> [TASK DETAILS]
Omit the images. Reproduce each line of the records exactly as it appears.
EXTRACTED ENTRIES: Begin
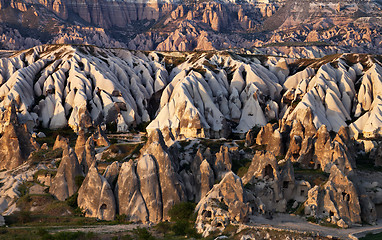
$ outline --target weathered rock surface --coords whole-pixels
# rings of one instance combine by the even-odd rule
[[[196,228],[203,236],[224,229],[231,221],[245,222],[251,213],[241,179],[228,172],[219,184],[203,197],[195,211],[198,216]]]
[[[149,213],[149,221],[158,223],[163,218],[163,196],[158,178],[157,162],[152,156],[146,154],[139,158],[137,175],[142,197]]]
[[[221,146],[220,151],[216,153],[215,164],[213,166],[217,175],[216,179],[222,179],[227,172],[231,171],[232,160],[230,154],[231,153],[226,146]]]
[[[62,160],[49,192],[58,200],[64,201],[77,192],[80,186],[76,179],[83,177],[83,172],[74,150],[67,143],[61,147],[63,148]]]
[[[114,220],[115,218],[116,204],[113,190],[94,165],[89,168],[89,172],[78,190],[77,202],[85,217],[100,220]]]
[[[126,214],[127,220],[134,222],[149,221],[149,212],[140,191],[133,161],[122,164],[114,192],[120,215]]]
[[[85,133],[80,131],[74,149],[78,158],[78,163],[81,165],[81,169],[85,174],[95,161],[94,145],[93,136],[90,136],[86,140]]]
[[[169,151],[159,130],[150,134],[141,153],[151,155],[156,161],[162,191],[163,220],[169,220],[168,211],[170,208],[174,204],[186,200],[184,185],[177,173],[176,158]]]
[[[26,125],[18,123],[14,104],[3,114],[2,122],[0,170],[11,170],[23,164],[38,144],[28,133]]]
[[[103,177],[106,178],[106,180],[109,182],[110,186],[113,189],[118,179],[119,167],[119,162],[115,161],[112,164],[108,165],[105,169],[105,172],[103,173]]]
[[[331,168],[327,183],[309,190],[305,212],[317,218],[327,218],[339,227],[361,222],[361,207],[356,188],[336,165]]]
EXTRACTED ENTRIES: End
> [SOLVED PROBLEM]
$ outline --target weathered rock surface --coords whole-pixels
# rings of one instance combine by the even-odd rule
[[[196,228],[203,236],[224,229],[231,221],[245,222],[251,213],[241,179],[228,172],[219,184],[203,197],[195,211],[198,216]]]
[[[149,213],[149,221],[158,223],[163,218],[163,196],[158,178],[157,162],[152,156],[146,154],[139,158],[137,175],[142,197]]]
[[[221,146],[220,151],[216,153],[215,164],[213,166],[217,175],[216,179],[222,179],[227,172],[231,171],[232,160],[230,154],[231,153],[226,146]]]
[[[62,160],[49,192],[58,200],[64,201],[77,192],[80,186],[76,179],[83,177],[83,172],[74,150],[67,143],[61,147],[63,148]]]
[[[114,220],[115,218],[116,204],[113,190],[94,165],[89,168],[89,172],[78,190],[77,202],[85,217],[100,220]]]
[[[126,214],[127,220],[134,222],[149,221],[149,212],[140,191],[133,161],[122,164],[114,192],[120,215]]]
[[[85,133],[80,131],[74,149],[78,158],[78,163],[81,165],[81,169],[85,174],[95,161],[94,145],[93,136],[90,136],[86,140]]]
[[[169,151],[159,130],[150,134],[141,153],[151,155],[156,161],[162,191],[163,220],[169,220],[168,211],[170,208],[174,204],[186,200],[184,185],[177,173],[176,158]]]
[[[26,125],[18,123],[14,104],[3,114],[2,122],[0,170],[11,170],[23,164],[38,144],[28,133]]]
[[[103,177],[106,178],[106,180],[109,182],[110,186],[113,189],[118,179],[119,167],[119,162],[115,161],[112,164],[108,165],[105,169],[105,172],[103,173]]]
[[[331,168],[327,183],[309,190],[305,212],[317,218],[327,218],[339,227],[361,222],[361,207],[356,188],[336,165]]]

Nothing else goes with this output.